Exercise: Please copy the records from their start through the line holding "[(199, 154)]", inclusive, adjusting every coordinate in the answers by -129 and keeping all other text unchanged. Leave the pictures out of your copy.

____________

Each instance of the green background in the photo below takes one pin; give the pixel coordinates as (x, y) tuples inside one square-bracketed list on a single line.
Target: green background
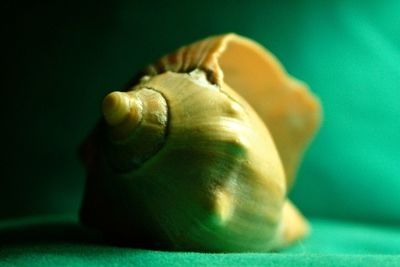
[(68, 55), (62, 57)]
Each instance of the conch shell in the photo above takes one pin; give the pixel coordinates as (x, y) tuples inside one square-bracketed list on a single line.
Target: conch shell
[(200, 153)]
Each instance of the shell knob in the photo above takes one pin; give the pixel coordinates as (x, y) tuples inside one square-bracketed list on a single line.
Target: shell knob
[(201, 152)]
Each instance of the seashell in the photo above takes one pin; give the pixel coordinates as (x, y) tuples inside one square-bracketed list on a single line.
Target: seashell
[(199, 154)]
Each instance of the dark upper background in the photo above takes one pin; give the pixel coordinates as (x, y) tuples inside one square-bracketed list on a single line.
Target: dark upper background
[(68, 54)]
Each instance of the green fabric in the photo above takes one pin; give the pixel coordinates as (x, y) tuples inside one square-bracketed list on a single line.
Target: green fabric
[(69, 55), (60, 241)]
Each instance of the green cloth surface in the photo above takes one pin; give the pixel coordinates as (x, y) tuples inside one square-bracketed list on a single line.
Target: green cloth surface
[(60, 240), (69, 54)]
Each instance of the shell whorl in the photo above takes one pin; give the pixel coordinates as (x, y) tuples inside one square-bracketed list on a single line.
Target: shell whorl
[(286, 106), (136, 126)]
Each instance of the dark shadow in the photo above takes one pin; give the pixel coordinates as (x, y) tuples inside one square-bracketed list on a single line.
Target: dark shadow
[(48, 233)]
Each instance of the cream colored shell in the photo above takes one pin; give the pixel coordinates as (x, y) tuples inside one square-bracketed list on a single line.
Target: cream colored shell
[(200, 153)]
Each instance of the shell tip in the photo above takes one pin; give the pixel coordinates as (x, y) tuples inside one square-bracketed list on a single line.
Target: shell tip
[(116, 107)]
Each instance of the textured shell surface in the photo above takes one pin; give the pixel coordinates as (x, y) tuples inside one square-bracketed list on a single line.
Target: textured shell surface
[(200, 153)]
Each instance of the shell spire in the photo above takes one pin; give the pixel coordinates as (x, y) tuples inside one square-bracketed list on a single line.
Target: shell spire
[(136, 123), (201, 153), (290, 111)]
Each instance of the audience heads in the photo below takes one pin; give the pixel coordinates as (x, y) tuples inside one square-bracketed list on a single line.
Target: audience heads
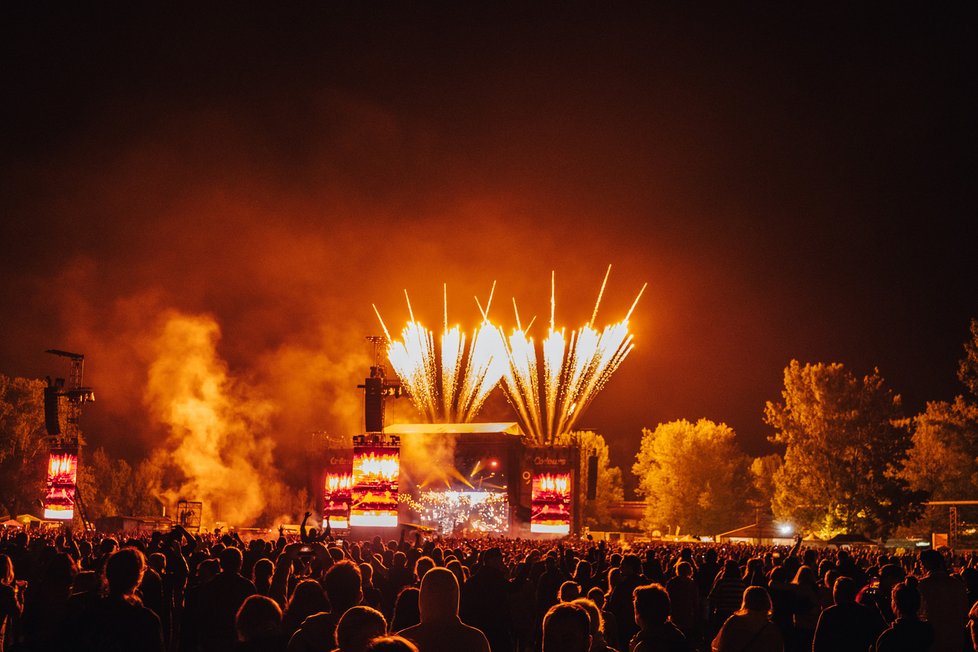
[(593, 614), (124, 570), (756, 599), (932, 560), (357, 627), (844, 590), (439, 594), (596, 596), (906, 599), (569, 591), (684, 569), (566, 628), (391, 644), (631, 565), (259, 617), (6, 570), (651, 605), (230, 559), (342, 584)]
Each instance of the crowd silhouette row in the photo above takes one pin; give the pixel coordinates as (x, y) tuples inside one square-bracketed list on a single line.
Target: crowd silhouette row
[(181, 592)]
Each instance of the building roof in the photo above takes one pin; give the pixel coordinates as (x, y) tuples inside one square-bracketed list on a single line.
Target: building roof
[(508, 428)]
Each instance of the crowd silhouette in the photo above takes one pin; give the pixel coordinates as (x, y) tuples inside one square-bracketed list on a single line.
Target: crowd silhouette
[(213, 592)]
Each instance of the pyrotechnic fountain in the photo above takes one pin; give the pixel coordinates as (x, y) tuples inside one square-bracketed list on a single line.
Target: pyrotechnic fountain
[(574, 370), (447, 383)]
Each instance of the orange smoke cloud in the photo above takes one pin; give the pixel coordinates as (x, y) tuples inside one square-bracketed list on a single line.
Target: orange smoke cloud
[(218, 437)]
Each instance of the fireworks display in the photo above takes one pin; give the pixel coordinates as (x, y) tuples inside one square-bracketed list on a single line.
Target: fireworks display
[(448, 382), (59, 498), (550, 503), (453, 512), (337, 494), (374, 492), (549, 384)]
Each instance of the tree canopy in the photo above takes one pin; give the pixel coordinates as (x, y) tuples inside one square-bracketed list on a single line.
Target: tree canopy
[(597, 512), (843, 452), (693, 476)]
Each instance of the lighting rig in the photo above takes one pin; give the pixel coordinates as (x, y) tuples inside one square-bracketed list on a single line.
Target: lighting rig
[(64, 443)]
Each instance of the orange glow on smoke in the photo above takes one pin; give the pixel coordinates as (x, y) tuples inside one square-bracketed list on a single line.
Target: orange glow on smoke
[(59, 499), (375, 476), (550, 503), (384, 466)]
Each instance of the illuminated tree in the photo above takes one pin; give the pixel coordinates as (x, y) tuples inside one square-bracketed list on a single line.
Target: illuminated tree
[(610, 490), (763, 471), (693, 476), (843, 452), (23, 451), (968, 366)]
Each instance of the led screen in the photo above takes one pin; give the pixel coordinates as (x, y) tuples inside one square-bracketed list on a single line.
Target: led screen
[(59, 498), (374, 495), (550, 503), (337, 495)]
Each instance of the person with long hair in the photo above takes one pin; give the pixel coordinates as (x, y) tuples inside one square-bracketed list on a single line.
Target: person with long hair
[(750, 628)]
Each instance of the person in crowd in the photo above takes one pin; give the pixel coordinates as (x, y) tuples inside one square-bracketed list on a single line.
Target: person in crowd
[(566, 628), (11, 598), (847, 626), (218, 602), (656, 631), (944, 602), (621, 601), (391, 644), (308, 598), (725, 595), (119, 621), (907, 633), (750, 627), (406, 610), (484, 600), (806, 607), (684, 600), (357, 627), (598, 641), (259, 625), (317, 632), (440, 628)]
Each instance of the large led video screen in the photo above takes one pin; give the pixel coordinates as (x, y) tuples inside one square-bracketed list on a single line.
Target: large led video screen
[(464, 512), (374, 495), (337, 495), (59, 497), (550, 503)]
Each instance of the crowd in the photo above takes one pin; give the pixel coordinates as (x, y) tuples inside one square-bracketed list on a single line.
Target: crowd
[(184, 592)]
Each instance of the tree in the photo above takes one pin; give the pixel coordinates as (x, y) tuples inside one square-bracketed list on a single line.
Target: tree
[(23, 449), (694, 476), (610, 490), (968, 366), (843, 452), (763, 471)]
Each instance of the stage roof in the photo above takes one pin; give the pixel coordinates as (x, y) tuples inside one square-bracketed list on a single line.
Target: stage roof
[(507, 428)]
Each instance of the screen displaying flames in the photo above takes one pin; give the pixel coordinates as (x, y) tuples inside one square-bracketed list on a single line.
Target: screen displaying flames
[(337, 495), (550, 503), (59, 498), (374, 495)]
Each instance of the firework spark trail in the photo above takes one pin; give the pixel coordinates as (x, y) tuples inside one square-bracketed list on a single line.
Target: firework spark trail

____________

Finished answer:
Each instance of the green background in the photo below takes one pin; give the pixel coordinates as (x, y) tuples inside one square-bracketed list on a single line.
Target: green background
[(-61, -74), (-67, -72)]
Each instance of the conch shell in the photo above takes one pin; give the pixel coordinates as (x, y) tuples inside one square-bracketed list on a single line.
Target: conch shell
[(71, 24)]
Each instance of the shell knob in the photo above takes one pin; give the pixel coordinates as (x, y) tuples inside one square-bracketed list on a single line.
Target: shell knob
[(72, 23)]
Each instance of the seashell in the photo above takes one pin; give the pixel coordinates as (x, y) tuples inside one square-bracketed list on a single line.
Target: seashell
[(70, 25)]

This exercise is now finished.